- [Excerpted text]
--*--

The CES ranking engine is the component responsible for the ordering of query results. Basically, it makes sure the most relevant results are shown before less relevant ones based on your settings.

This mechanism behind the ranking process can be compared to a funnel. Starting with all documents, the index receives a query from a user, isolates documents in which the user identity can be found in the permission groups (see Security Control Levels in CES and Document Permissions), and then only keeps the documents that match the query.

The ranking process is separated into five phases, each of them working on the documents sorted by the preceding phase.

CES natively uses 16 pre-tuned ranking weight factors during these phases. For example, among the most important ones, the criteria with the biggest relevance impact are term proximity, document modified date (most recent), and term frequency. Each of these 16 criteria has been optimized over years of experience with a wide variety of indexed content to determine highly satisfying out-of-the-box relevance scores of documents in most cases. You can still carefully tune these parameters when needed (see Customizing the Ranking for a .NET Search Interface). You can also troubleshoot ranking when a factor score seems too high or too low (see Troubleshooting Ranking).

--*--

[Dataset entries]

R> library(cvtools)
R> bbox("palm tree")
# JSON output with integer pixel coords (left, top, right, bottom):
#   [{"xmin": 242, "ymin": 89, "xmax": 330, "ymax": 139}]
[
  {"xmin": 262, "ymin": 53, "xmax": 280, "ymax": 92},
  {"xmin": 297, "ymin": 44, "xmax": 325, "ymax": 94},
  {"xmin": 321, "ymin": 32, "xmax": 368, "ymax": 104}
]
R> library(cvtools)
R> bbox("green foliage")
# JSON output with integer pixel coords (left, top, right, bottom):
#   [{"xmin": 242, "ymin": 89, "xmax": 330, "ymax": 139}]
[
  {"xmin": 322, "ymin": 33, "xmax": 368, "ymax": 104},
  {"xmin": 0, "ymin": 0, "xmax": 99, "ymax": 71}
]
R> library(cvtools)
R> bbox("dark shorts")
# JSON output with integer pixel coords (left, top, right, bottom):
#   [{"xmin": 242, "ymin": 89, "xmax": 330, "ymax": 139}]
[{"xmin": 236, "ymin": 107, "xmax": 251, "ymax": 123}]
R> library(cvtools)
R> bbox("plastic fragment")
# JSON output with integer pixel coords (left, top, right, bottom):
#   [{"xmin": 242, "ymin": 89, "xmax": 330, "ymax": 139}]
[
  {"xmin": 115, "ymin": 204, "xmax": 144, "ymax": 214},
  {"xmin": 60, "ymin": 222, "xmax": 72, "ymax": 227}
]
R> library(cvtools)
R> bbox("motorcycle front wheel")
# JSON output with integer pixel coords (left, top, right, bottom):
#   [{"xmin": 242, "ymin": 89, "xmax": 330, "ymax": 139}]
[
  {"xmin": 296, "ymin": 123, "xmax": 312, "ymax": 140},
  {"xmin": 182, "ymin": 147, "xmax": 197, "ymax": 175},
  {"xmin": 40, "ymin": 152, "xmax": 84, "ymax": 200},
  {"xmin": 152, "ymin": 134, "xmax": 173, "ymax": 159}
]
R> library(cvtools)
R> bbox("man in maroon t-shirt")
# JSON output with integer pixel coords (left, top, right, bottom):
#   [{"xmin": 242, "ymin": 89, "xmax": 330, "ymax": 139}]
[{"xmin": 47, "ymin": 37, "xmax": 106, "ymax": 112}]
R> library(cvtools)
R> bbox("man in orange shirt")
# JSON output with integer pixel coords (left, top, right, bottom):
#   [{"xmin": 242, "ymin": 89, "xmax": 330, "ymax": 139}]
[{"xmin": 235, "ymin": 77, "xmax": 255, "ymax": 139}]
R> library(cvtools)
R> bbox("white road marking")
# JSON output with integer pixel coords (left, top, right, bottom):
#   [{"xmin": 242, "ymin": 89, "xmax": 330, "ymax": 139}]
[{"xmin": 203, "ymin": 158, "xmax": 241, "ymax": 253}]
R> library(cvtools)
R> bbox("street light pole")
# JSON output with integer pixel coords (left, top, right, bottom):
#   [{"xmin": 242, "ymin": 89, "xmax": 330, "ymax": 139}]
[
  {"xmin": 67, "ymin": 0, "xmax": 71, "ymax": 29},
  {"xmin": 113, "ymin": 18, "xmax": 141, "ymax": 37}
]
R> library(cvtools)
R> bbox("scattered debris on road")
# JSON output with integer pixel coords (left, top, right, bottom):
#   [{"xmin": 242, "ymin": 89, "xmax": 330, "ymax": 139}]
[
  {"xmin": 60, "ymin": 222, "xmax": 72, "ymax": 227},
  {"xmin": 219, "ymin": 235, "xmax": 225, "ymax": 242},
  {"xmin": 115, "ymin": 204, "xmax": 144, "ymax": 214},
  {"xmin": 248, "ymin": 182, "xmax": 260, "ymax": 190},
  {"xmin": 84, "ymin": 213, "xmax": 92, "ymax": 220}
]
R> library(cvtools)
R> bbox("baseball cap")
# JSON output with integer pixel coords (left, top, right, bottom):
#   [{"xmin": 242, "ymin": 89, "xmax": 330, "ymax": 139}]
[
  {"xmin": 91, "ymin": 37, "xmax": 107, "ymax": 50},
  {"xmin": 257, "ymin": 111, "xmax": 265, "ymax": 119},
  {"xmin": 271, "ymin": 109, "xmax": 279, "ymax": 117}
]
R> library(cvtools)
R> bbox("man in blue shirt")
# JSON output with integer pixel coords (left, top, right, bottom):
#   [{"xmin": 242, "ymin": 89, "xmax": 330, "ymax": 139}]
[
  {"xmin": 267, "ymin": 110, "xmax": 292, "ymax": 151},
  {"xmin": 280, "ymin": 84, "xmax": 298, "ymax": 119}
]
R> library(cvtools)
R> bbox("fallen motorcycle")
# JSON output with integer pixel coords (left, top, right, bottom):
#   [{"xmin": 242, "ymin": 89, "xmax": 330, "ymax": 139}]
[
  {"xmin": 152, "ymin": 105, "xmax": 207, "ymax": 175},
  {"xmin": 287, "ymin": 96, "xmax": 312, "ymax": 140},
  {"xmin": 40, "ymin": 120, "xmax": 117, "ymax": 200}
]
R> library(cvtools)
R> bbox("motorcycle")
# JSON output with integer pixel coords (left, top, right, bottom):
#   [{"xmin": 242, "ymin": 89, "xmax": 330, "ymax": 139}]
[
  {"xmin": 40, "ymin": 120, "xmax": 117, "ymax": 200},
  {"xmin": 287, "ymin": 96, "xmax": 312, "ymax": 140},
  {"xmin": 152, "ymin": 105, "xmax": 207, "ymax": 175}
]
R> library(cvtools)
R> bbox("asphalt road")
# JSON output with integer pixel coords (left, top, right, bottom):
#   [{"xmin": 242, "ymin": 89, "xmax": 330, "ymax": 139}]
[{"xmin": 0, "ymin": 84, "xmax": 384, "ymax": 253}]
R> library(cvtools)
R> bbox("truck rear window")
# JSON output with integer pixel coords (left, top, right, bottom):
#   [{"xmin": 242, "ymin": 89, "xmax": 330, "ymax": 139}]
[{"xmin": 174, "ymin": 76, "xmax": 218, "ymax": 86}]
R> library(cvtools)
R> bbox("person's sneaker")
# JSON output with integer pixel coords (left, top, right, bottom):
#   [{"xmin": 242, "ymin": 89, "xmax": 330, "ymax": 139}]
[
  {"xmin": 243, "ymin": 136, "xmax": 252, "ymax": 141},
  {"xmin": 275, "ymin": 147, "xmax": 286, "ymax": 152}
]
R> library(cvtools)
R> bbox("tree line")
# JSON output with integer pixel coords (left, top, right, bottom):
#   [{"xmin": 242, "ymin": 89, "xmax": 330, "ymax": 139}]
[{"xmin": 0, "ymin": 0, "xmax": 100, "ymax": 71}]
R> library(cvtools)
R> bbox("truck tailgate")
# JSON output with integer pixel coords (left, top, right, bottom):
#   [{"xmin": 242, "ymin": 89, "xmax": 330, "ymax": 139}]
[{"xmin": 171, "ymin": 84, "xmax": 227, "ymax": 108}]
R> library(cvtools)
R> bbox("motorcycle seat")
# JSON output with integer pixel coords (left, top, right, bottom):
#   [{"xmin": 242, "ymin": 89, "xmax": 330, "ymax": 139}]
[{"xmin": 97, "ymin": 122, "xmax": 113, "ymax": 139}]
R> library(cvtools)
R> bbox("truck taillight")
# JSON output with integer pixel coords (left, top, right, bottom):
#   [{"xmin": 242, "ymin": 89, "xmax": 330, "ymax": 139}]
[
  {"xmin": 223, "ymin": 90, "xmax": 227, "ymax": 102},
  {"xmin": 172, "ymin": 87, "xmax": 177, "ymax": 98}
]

--*--

- [Exercise prompt] Please translate this sentence from the passage on the CES ranking engine into Spanish: "The ranking process is separated into five phases, each of them working on the documents sorted by the preceding phase." The entries have no connection to the passage on the CES ranking engine.

- [Expected answer] El proceso de clasificación se divide en cinco fases, cada una de las cuales trabaja sobre los documentos ordenados por la fase anterior.